**TASK GOAL**
Pick out and copy each line of the records below that contains the string "city". Case counts when matching.

**GIVEN RECORDS**
"""

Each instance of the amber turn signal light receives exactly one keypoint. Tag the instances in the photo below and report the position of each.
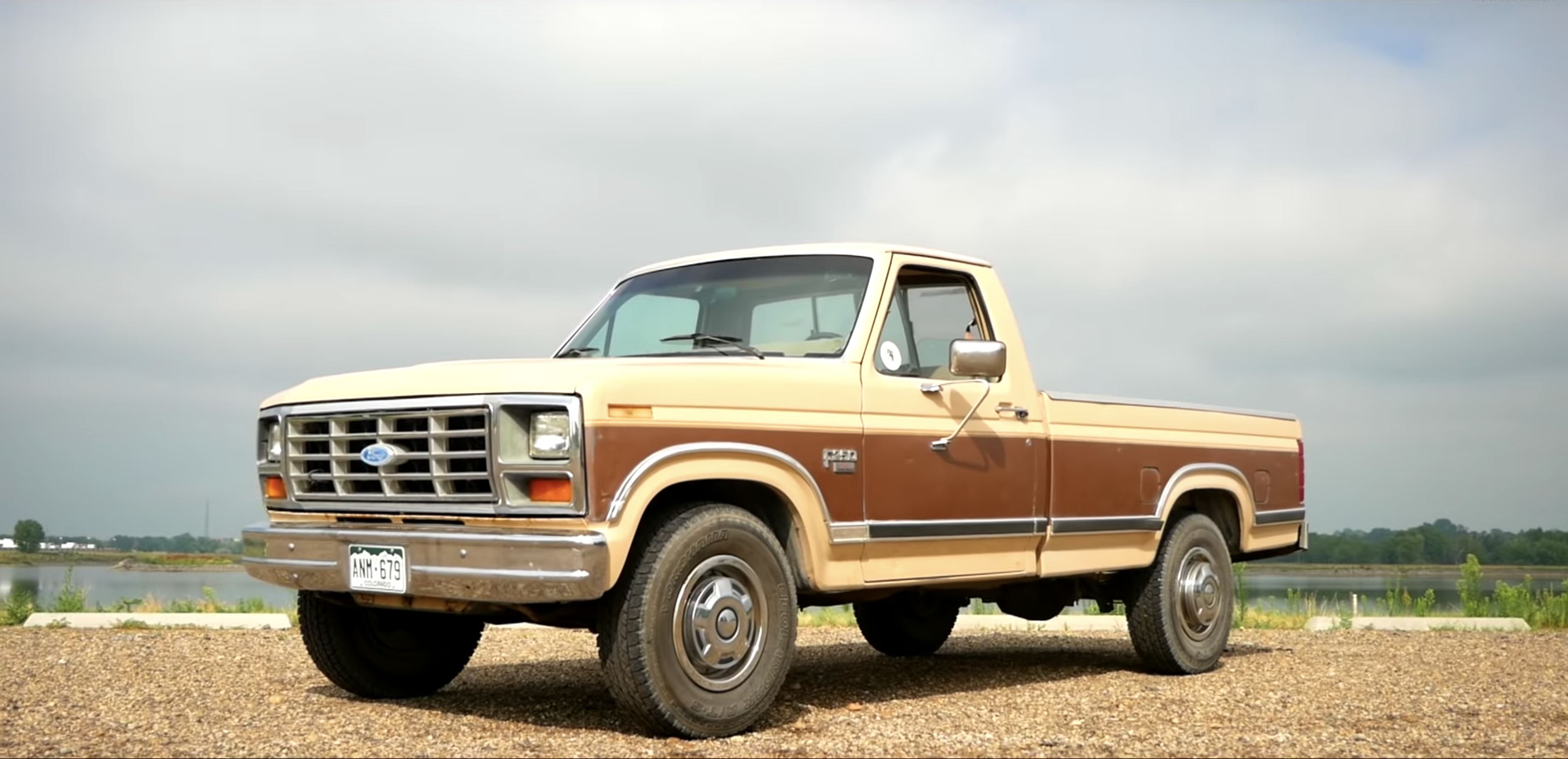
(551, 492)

"""
"""

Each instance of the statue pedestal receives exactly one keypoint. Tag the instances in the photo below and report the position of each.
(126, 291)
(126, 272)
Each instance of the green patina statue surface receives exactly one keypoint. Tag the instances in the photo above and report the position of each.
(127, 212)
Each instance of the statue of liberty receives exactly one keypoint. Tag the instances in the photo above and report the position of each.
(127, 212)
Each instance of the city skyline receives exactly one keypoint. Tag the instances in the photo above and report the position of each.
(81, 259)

"""
"""

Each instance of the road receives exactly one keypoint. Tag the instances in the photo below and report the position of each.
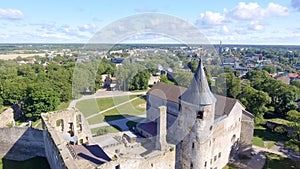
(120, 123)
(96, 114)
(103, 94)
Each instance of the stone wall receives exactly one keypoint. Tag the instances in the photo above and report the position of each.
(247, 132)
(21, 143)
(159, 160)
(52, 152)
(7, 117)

"""

**RESULT FOR THIS EXERCISE**
Each instance of the city skyline receives exactly one keypoint. Tag the instances in the photo above and report the position of each.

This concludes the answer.